INSTRUCTION =
Reproduce verbatim the lines of the entries starting at the line that contains "Place one point per instance of the distant" and ending at the final line of the entries, both included.

DATASET CONTENT =
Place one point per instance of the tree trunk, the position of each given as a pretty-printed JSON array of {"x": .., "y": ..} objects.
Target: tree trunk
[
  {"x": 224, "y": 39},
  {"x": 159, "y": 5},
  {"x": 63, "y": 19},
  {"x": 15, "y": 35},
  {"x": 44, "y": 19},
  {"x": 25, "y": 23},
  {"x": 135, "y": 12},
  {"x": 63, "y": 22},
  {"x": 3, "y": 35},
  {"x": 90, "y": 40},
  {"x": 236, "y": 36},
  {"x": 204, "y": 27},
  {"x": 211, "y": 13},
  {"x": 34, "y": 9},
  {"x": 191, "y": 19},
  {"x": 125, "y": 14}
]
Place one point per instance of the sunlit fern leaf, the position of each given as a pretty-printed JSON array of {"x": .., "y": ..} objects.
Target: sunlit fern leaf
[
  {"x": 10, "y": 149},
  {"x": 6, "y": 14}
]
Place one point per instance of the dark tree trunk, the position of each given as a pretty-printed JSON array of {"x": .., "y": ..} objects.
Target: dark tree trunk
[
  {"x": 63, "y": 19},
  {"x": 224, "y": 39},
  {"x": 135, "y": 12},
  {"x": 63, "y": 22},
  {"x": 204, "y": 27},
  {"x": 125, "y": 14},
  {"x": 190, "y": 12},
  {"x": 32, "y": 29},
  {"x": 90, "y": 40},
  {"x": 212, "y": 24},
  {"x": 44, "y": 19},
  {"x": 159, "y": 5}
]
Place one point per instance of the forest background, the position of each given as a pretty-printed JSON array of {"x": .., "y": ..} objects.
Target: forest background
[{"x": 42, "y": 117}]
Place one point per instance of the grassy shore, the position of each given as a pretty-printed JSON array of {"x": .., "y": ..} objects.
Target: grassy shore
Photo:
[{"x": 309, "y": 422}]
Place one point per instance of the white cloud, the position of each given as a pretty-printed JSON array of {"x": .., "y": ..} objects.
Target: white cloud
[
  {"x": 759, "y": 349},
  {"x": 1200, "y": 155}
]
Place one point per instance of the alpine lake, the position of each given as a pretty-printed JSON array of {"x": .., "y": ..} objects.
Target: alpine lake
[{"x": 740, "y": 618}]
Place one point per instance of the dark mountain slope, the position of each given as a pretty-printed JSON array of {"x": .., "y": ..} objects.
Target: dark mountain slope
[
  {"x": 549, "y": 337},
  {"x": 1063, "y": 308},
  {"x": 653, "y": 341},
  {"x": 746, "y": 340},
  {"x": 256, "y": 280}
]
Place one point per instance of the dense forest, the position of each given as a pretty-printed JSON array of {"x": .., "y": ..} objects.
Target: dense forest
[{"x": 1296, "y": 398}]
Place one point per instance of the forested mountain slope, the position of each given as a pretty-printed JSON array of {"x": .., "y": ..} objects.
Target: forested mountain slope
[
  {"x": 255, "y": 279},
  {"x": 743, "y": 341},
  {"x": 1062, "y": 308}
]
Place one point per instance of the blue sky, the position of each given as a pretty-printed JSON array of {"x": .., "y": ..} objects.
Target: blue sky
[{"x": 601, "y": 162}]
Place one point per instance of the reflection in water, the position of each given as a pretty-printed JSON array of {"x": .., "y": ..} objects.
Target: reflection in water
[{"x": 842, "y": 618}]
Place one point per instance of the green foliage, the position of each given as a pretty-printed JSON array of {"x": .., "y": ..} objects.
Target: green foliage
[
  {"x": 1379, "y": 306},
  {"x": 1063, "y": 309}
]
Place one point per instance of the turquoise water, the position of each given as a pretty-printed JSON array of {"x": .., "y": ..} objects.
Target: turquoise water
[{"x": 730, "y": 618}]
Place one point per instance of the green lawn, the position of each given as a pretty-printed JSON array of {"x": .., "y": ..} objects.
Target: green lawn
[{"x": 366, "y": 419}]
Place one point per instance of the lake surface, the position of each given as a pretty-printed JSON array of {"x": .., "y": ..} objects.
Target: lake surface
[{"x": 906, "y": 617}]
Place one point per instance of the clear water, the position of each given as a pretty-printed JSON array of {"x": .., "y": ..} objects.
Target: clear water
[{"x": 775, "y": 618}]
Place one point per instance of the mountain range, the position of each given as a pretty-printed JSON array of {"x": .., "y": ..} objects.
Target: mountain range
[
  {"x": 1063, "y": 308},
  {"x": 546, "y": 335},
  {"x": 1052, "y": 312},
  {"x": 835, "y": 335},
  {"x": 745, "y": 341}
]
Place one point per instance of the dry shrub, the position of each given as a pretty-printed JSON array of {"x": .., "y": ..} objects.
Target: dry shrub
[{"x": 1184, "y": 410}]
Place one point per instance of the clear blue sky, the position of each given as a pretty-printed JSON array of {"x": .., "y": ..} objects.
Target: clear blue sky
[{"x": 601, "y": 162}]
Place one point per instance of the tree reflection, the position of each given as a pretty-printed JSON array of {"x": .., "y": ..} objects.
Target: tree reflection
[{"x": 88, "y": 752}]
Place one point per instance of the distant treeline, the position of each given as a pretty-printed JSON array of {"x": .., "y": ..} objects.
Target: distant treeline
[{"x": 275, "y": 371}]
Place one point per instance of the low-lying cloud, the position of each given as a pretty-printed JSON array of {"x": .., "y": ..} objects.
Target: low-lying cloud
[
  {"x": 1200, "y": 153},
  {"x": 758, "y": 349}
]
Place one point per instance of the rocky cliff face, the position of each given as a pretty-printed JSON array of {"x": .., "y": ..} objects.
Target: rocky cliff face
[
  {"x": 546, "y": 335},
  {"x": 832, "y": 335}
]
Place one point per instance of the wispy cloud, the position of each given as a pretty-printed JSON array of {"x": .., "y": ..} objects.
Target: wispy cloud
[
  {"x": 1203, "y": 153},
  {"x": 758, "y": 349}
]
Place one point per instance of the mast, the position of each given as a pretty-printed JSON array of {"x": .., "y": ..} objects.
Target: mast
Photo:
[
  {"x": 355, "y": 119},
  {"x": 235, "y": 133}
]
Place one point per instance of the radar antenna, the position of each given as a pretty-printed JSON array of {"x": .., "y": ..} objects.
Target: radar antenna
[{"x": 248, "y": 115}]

FINISHED TASK =
Place one point per instance of the distant treeline, the position of each given as a pretty-printed JSON array of {"x": .., "y": ..} objects.
Target: distant treeline
[{"x": 275, "y": 371}]
Place one point per instance of the low-lying cloud, the position of each given as a pretty-printed JSON array of {"x": .., "y": ..} objects.
Target: low-lying cloud
[
  {"x": 1200, "y": 153},
  {"x": 758, "y": 349}
]
Place one point per instance of the rocky cliff face, the position of each given as a pretty-printed JSON array of {"x": .., "y": ..} objects.
Target: rocky cliff face
[
  {"x": 546, "y": 335},
  {"x": 832, "y": 335}
]
Place one point per instance of the wispy cloud, the position of each given as a pretty-printed JSON array of {"x": .., "y": ..} objects.
Target: wispy cloud
[
  {"x": 1203, "y": 153},
  {"x": 758, "y": 349}
]
Place one point per instance of the mast, the position of each given as a pretty-printed JSON array of {"x": .., "y": ..} objects.
Target: mast
Photo:
[
  {"x": 355, "y": 119},
  {"x": 235, "y": 133}
]
Place one point per instance of the radar antenna, the position of each given as a pretty-printed JSON array of {"x": .., "y": ..} objects.
Target: radar antenna
[{"x": 248, "y": 115}]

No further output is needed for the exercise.